== TEXTO FORNECIDO ==
O calendário congestionado não afeta apenas os jogadores individualmente, mas também o futebol como espetáculo. Quando os jogadores estão cansados, física e mentalmente, a qualidade do seu desempenho em campo tende a diminuir. A sobrecarga pode levar a jogos mais lentos, com menos intensidade e criatividade, pois os atletas não conseguem dar o seu máximo devido ao cansaço acumulado. Os treinadores, por sua vez, muitas vezes são forçados a rodar as suas equipas, rotação esta que afeta a coesão tática das equipas. A química entre os jogadores é fundamental para o sucesso coletivo e a mudança frequente de peças-chave pode levar a uma falta de harmonia dentro do campo. O resultado? Um futebol menos atraente, que acaba por prejudicar os clubes e as competições como um todo.

== DADOS EM ANÁLISE ==
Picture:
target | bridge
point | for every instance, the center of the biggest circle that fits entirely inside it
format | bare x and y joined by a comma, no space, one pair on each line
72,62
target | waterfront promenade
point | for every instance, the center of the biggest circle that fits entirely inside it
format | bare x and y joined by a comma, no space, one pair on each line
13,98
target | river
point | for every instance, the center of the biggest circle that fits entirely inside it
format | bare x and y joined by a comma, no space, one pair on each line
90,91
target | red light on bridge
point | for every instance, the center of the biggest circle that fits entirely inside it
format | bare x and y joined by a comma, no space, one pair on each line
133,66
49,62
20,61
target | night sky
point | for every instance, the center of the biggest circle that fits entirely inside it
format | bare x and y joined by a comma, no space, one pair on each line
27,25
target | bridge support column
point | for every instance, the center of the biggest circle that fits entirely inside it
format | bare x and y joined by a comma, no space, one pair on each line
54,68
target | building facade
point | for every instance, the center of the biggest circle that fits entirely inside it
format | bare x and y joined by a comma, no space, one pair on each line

== REQUISITOS DA TAREFA ==
Transcreva na íntegra o texto sobre o calendário congestionado no futebol, sem alterar nada.

== RESULTADO ==
O calendário congestionado não afeta apenas os jogadores individualmente, mas também o futebol como espetáculo. Quando os jogadores estão cansados, física e mentalmente, a qualidade do seu desempenho em campo tende a diminuir. A sobrecarga pode levar a jogos mais lentos, com menos intensidade e criatividade, pois os atletas não conseguem dar o seu máximo devido ao cansaço acumulado. Os treinadores, por sua vez, muitas vezes são forçados a rodar as suas equipas, rotação esta que afeta a coesão tática das equipas. A química entre os jogadores é fundamental para o sucesso coletivo e a mudança frequente de peças-chave pode levar a uma falta de harmonia dentro do campo. O resultado? Um futebol menos atraente, que acaba por prejudicar os clubes e as competições como um todo.